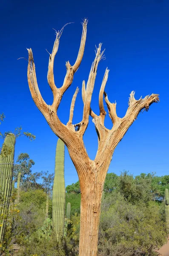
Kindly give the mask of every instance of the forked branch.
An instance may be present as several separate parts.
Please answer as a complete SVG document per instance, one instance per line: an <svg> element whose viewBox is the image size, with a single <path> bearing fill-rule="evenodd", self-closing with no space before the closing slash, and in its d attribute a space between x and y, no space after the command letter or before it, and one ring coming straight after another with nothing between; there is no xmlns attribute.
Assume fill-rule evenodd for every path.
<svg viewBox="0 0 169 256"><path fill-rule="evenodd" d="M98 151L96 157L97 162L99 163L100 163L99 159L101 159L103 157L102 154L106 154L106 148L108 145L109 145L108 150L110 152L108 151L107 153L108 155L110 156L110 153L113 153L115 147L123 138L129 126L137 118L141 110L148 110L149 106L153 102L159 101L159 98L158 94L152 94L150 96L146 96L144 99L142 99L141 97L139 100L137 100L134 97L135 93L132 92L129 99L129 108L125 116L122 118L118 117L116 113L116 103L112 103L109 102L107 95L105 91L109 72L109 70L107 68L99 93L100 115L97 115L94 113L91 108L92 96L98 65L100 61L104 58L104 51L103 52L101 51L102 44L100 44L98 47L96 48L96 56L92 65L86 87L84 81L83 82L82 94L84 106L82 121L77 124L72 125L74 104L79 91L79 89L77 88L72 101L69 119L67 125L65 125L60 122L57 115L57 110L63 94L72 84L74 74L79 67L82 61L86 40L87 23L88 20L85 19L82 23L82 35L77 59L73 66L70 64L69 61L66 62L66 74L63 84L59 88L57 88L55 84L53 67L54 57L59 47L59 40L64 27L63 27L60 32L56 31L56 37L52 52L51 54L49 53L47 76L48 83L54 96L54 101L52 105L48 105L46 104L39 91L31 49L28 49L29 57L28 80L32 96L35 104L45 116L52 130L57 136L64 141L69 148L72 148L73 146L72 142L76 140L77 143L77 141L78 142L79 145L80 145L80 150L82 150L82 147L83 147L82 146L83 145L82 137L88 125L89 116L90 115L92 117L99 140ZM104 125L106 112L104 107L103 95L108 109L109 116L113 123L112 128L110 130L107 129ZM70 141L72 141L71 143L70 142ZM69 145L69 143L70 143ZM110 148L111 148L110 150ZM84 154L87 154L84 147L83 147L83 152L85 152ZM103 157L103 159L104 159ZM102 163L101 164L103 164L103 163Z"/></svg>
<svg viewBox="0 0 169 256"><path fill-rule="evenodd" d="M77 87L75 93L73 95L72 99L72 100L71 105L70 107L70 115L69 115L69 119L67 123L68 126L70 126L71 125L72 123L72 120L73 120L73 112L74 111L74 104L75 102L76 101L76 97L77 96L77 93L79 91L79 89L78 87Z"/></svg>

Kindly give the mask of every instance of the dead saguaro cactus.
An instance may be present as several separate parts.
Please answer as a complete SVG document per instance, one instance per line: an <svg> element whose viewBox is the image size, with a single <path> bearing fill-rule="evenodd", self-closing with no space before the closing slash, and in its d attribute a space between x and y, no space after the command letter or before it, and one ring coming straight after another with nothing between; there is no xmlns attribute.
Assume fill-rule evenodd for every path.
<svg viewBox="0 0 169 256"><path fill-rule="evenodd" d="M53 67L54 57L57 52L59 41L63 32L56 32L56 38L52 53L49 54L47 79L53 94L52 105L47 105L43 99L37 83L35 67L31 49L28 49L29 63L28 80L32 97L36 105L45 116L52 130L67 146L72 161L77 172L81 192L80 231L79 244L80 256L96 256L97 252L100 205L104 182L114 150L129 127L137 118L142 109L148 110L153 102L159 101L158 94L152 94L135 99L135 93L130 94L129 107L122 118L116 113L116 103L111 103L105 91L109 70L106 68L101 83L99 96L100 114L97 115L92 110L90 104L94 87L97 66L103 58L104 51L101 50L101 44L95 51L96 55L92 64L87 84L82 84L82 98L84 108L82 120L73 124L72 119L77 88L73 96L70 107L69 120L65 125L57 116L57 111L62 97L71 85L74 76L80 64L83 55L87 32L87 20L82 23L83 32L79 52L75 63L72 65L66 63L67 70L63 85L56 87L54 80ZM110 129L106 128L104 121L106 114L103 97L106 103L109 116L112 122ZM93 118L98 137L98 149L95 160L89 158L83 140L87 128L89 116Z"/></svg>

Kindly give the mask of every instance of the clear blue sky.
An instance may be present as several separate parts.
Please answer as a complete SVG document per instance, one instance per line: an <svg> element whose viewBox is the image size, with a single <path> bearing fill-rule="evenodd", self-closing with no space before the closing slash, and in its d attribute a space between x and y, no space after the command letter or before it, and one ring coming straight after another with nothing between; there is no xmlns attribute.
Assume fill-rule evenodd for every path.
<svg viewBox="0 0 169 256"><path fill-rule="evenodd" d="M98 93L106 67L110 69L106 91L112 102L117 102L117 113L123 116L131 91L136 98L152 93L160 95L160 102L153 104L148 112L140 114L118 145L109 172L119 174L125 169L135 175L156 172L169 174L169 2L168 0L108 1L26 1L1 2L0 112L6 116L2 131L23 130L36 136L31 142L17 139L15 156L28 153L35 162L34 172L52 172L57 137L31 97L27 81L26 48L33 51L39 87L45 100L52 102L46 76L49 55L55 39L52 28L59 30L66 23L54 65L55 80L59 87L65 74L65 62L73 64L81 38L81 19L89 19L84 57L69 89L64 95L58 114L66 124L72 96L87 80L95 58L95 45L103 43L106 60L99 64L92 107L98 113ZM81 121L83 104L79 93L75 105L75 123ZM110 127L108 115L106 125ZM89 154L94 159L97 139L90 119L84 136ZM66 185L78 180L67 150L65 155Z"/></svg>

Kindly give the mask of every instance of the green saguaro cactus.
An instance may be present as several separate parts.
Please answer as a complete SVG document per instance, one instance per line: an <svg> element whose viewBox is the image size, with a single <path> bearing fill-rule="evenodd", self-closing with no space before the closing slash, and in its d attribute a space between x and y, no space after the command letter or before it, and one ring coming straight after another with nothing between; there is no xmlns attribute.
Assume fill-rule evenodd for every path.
--
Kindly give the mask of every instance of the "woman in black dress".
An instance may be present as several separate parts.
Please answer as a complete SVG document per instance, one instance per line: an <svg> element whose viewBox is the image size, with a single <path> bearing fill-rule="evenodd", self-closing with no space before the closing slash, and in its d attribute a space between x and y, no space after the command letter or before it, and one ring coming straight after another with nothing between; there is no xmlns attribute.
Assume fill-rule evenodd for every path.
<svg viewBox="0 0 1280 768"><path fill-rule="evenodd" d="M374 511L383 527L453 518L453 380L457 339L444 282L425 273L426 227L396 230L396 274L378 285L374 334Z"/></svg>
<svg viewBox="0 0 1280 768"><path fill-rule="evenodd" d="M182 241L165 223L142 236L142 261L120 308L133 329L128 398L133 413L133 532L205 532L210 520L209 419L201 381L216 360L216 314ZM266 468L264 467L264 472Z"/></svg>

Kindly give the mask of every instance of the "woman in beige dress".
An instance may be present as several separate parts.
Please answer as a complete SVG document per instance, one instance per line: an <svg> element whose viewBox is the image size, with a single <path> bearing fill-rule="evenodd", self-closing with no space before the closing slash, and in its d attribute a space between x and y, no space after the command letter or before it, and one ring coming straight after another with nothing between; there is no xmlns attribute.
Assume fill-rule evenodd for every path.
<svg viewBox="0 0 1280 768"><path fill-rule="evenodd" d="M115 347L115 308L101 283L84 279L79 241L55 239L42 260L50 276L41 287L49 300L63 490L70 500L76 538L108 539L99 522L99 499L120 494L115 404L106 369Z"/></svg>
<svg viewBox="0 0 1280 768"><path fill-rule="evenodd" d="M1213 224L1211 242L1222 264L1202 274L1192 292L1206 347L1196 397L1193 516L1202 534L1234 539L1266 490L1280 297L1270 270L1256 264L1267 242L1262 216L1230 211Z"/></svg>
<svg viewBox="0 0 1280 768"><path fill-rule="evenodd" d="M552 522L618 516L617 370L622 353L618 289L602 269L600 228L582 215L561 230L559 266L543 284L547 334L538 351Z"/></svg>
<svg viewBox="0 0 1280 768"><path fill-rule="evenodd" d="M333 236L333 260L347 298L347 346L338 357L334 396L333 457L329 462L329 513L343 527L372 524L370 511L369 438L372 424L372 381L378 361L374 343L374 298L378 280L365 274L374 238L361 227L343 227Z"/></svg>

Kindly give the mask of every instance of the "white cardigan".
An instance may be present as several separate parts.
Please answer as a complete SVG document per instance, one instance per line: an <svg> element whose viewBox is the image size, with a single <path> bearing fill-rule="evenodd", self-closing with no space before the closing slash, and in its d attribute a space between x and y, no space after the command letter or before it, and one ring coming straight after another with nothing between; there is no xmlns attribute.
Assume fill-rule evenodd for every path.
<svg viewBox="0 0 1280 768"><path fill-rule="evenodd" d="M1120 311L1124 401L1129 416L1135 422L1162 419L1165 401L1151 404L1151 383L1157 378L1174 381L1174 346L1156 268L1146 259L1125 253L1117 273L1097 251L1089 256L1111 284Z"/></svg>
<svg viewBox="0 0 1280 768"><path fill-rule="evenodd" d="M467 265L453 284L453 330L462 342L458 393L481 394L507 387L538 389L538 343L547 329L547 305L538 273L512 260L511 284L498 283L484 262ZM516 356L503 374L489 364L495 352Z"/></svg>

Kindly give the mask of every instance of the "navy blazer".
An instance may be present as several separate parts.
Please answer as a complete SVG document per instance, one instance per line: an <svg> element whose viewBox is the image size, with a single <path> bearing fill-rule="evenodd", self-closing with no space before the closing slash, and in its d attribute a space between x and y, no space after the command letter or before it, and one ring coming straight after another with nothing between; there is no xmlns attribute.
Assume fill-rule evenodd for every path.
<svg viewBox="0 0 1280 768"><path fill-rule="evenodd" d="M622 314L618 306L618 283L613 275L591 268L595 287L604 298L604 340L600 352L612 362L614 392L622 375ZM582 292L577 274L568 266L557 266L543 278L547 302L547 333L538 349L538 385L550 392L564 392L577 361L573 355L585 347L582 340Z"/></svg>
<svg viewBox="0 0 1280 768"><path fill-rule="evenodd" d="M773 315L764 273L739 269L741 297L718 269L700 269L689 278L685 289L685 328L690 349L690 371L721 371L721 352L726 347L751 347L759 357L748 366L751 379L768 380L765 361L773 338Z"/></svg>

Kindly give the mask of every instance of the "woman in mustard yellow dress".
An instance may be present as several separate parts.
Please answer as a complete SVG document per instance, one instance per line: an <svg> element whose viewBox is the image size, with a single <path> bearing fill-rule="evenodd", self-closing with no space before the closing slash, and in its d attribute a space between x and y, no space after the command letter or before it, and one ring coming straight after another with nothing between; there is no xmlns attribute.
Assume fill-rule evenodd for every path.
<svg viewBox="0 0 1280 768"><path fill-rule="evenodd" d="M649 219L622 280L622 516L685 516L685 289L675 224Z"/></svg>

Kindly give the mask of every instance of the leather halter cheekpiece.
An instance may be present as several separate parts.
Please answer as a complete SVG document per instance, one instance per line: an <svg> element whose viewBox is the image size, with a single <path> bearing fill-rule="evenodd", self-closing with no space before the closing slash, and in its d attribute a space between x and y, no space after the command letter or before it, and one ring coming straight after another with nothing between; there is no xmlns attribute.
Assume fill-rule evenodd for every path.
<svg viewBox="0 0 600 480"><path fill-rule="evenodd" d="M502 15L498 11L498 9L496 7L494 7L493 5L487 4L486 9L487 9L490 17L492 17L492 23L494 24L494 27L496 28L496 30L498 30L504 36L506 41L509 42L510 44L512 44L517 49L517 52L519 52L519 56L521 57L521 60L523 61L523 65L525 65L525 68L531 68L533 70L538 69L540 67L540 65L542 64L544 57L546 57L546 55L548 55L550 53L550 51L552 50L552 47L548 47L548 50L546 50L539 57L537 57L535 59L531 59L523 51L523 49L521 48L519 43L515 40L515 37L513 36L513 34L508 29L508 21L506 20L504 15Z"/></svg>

Problem requirements
How many lines of the records above contain the word "Kindly"? Reply with the number alone.

Answer to the exercise
10